++++ Records shown
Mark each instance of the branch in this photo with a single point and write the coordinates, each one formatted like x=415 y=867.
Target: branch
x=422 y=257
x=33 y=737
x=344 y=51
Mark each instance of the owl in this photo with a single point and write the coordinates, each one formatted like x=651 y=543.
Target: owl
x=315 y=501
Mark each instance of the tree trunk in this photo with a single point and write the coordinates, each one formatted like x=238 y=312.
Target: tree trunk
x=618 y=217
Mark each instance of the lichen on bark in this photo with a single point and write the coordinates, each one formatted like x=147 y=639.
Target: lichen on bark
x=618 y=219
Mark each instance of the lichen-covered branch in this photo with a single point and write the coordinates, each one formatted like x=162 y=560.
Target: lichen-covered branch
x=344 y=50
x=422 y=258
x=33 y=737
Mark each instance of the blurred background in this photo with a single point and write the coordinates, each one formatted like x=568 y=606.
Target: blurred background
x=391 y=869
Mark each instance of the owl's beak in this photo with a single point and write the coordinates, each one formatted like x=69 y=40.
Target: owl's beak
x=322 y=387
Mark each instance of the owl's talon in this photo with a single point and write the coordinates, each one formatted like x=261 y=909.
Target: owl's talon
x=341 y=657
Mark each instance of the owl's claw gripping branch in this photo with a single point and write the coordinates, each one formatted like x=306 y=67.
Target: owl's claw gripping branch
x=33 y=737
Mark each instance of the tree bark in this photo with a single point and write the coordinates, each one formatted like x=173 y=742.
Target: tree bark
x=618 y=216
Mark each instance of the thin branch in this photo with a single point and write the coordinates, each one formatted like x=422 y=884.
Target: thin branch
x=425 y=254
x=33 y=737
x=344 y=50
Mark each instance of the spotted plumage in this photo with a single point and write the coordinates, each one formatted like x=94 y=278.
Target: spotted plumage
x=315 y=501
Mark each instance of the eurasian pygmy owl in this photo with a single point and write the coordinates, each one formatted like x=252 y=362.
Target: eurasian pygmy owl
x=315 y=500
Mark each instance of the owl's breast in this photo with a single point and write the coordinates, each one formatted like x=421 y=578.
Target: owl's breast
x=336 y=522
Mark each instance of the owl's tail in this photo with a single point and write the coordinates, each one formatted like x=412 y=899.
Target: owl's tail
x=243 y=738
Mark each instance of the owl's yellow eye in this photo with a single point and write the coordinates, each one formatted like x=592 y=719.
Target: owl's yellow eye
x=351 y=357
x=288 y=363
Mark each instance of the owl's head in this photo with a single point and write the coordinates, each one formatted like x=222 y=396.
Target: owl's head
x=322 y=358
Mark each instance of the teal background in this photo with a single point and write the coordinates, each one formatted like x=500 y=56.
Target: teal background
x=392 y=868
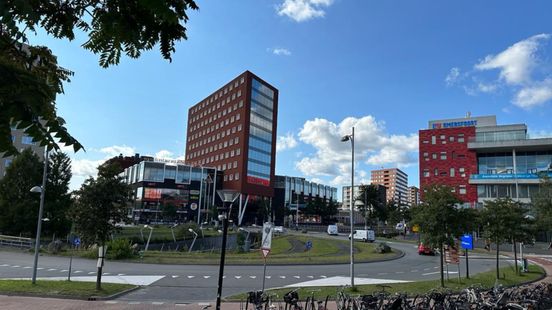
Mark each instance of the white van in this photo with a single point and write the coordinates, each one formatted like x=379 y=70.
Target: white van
x=364 y=235
x=332 y=230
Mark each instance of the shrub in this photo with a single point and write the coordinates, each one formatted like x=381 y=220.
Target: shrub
x=120 y=249
x=383 y=248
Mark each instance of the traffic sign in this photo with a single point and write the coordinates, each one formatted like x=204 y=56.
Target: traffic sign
x=467 y=242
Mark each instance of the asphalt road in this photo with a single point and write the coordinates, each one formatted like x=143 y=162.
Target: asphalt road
x=193 y=283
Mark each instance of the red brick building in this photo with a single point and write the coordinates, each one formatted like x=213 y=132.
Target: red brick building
x=234 y=130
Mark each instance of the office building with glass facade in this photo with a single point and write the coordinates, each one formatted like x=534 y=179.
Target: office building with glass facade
x=482 y=160
x=234 y=130
x=160 y=185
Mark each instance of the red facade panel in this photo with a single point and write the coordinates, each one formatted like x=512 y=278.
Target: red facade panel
x=445 y=159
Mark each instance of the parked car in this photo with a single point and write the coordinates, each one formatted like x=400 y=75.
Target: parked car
x=364 y=235
x=332 y=230
x=425 y=250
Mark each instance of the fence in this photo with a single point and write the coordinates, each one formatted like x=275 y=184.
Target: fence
x=13 y=241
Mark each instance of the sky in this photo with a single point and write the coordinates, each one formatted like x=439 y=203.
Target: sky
x=384 y=67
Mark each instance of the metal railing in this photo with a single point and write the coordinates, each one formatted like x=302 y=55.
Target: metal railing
x=13 y=241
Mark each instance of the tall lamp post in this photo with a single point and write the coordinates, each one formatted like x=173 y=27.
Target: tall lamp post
x=41 y=190
x=351 y=138
x=227 y=196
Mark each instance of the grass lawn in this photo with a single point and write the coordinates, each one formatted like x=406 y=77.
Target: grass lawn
x=57 y=288
x=485 y=279
x=286 y=249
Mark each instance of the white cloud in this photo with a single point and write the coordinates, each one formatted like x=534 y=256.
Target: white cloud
x=286 y=142
x=303 y=10
x=279 y=51
x=373 y=145
x=452 y=77
x=516 y=62
x=534 y=95
x=520 y=70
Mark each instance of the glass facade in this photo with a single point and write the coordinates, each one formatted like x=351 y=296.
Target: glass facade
x=260 y=131
x=496 y=136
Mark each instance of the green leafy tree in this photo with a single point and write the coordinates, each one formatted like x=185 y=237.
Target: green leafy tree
x=30 y=78
x=58 y=201
x=439 y=219
x=502 y=220
x=101 y=204
x=18 y=206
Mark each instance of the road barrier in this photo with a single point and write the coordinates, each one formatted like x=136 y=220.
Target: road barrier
x=13 y=241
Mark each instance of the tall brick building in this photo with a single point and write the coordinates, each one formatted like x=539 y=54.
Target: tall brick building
x=234 y=130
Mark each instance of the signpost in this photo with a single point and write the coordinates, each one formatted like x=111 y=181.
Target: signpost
x=467 y=244
x=266 y=245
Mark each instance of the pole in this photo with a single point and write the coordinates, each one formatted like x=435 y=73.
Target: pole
x=222 y=256
x=264 y=273
x=467 y=266
x=351 y=213
x=40 y=211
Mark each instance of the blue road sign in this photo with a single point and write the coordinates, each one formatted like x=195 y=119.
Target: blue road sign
x=467 y=242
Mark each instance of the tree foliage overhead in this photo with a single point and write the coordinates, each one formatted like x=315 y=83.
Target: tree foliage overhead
x=101 y=203
x=30 y=78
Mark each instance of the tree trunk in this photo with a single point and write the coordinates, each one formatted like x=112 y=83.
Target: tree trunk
++++++++
The records, exactly as written but without images, should be returned.

> **Answer space**:
Mark each instance of the branch in this photo with a single point and write the coordinates, each one formatted like x=415 y=867.
Target: branch
x=422 y=257
x=33 y=737
x=344 y=51
Mark each instance of the owl in this photo with a single point and write the coordinates, each one formatted like x=651 y=543.
Target: owl
x=315 y=501
Mark each instance of the tree trunk in this photo with a single point and write the coordinates, each one formatted like x=238 y=312.
Target: tree trunk
x=618 y=217
Mark each instance of the lichen on bark in this photo with a single point and write the coordinates, each one formatted like x=147 y=639.
Target: lichen on bark
x=618 y=219
Mark each instance of the lichen-covered branch in this photo with a single point and write the coordinates, each one formatted like x=162 y=560.
Target: lichen-covered branch
x=344 y=50
x=422 y=258
x=33 y=737
Mark each instance of the blurred background in this photo with a single point and write the coordinates, each one formatted like x=568 y=606.
Target: blurred background
x=391 y=869
Mark each instance of the owl's beak in this photo with a single point and write the coordinates, each one formatted like x=69 y=40.
Target: owl's beak
x=322 y=387
Mark each instance of the owl's talon in this photo with a single point and write the coordinates, each one formatted like x=261 y=909.
Target: owl's talon
x=341 y=657
Mark each instance of the owl's claw gripping branch in this photo with a single point and write the coordinates, each one formatted like x=306 y=67.
Target: owl's claw gripping branch
x=33 y=737
Mark each instance of the tree bark in this photo with a single point and write the coordinates, each one formatted like x=173 y=742.
Target: tree bark
x=618 y=216
Mark each instance of the thin branch in this photo with a single point and write the coordinates, each one formatted like x=422 y=884.
Target: thin branch
x=425 y=254
x=33 y=737
x=344 y=50
Mark each instance of the spotted plumage in this photo with a single point and write the coordinates, each one formatted like x=94 y=278.
Target: spotted plumage
x=315 y=501
Mark each instance of the eurasian pygmy owl in this photo with a single point and write the coordinates, each one formatted like x=252 y=362.
Target: eurasian pygmy owl
x=315 y=500
Mark each instance of the owl's breast in this photo with a single point and write the coordinates, each one formatted like x=421 y=578.
Target: owl's breast
x=336 y=522
Mark each instance of the owl's tail in this photo with a single point and write the coordinates, each one formatted like x=412 y=899.
Target: owl's tail
x=243 y=738
Mark each instance of the owl's yellow eye in this photo with a single point and write the coordinates, each one formatted like x=592 y=719.
Target: owl's yellow eye
x=351 y=357
x=288 y=363
Mark each instance of the owl's head in this photo with a single point and write the coordinates, each one formatted like x=222 y=396.
Target: owl's head
x=322 y=358
Mark each instance of the teal background in this photo with a single point and write the coordinates, each one formatted like x=500 y=56.
Target: teal background
x=392 y=868
Mark each instance of the white van in this photo with a single point and write the coordinates, each one formatted like x=379 y=70.
Target: white van
x=364 y=235
x=332 y=230
Mark each instance of the shrub in this photo with a single point and write the coordinates, each one formatted like x=381 y=220.
Target: shrub
x=120 y=249
x=383 y=248
Mark each instance of the traffic sign in this photo with a single point and write the coordinates, each one formatted like x=204 y=56.
Target: traffic sign
x=467 y=242
Mark each instance of the asphalt road in this photo with a single point and write the coordinates, each one formatted like x=143 y=162.
Target: asphalt road
x=193 y=283
Mark each instance of the red brick building in this photo with a single point and write the coordinates, each one formatted like x=213 y=132.
Target: red brick building
x=234 y=130
Mark each instance of the office building with glass facade in this photo with a single point and write the coordinates, each one formatted like x=534 y=179.
Target: office building with glass facade
x=482 y=160
x=234 y=130
x=160 y=185
Mark each instance of the red facade panel in this photo with a single point and write the coordinates, each one formatted like x=512 y=278.
Target: red facade panel
x=445 y=159
Mark each instance of the parked car in this photo with a single point and write the coordinates, each one formatted like x=400 y=75.
Target: parked car
x=364 y=235
x=332 y=230
x=425 y=250
Mark each instance of the fence in this photo with a single point and write the coordinates, each one formatted like x=275 y=184.
Target: fence
x=13 y=241
Mark each instance of the sky in this photo with a single point and write the coordinates, each one formatted like x=439 y=203.
Target: sky
x=384 y=67
Mark each instance of the metal railing in this photo with a single point and write the coordinates, each one formatted like x=302 y=55.
Target: metal railing
x=13 y=241
Mark each instance of the tall lamp post in this photo with a single point and write the coordinates, each one formatted like x=173 y=27.
Target: tall lamp post
x=41 y=190
x=351 y=138
x=227 y=196
Mark each instance of the grass lawn in this photo with a single point and write the coordinates, each one formatted like x=406 y=77.
Target: grass lawn
x=57 y=288
x=485 y=279
x=286 y=249
Mark each instance of the white cloud in this photo with a single point and write the coordinates, each one formatted like x=534 y=256.
Target: white cloud
x=286 y=142
x=303 y=10
x=279 y=51
x=373 y=145
x=452 y=77
x=516 y=62
x=534 y=95
x=520 y=70
Mark each instance of the glass facade in this photo with a single point and write the coordinates, each one formatted like x=351 y=296.
Target: glass facade
x=260 y=131
x=496 y=136
Mark each instance of the green leafy tree in this photo with a single point and write the coordinates, each one formatted like x=185 y=237.
Target: green leafy tree
x=30 y=78
x=58 y=201
x=439 y=219
x=502 y=220
x=101 y=204
x=18 y=206
Mark each instance of the road barrier in this photo with a single point and write the coordinates, each one formatted like x=136 y=220.
Target: road barrier
x=13 y=241
Mark each instance of the tall brick building in this photo with a single point and write the coordinates, each one formatted like x=539 y=54.
Target: tall brick building
x=234 y=130
Mark each instance of the signpost in this photo with a single point and write the coordinates, each one formatted like x=111 y=181.
Target: signpost
x=467 y=244
x=266 y=245
Mark each instance of the pole in this photo with a single point and write the coordinates, each one formatted like x=435 y=73.
Target: pole
x=222 y=256
x=264 y=273
x=467 y=266
x=351 y=213
x=40 y=211
Mark each instance of the blue road sign in this photo with a single point and write the coordinates, each one formatted like x=195 y=119.
Target: blue road sign
x=467 y=242
Mark each instance of the tree foliage overhead in this photo with a single point and write the coordinates, each one formatted like x=315 y=83.
Target: tree foliage overhead
x=101 y=203
x=30 y=78
Mark each instance of the tree trunk in this photo with a single point and write the coordinates, each one formatted like x=112 y=83.
Target: tree trunk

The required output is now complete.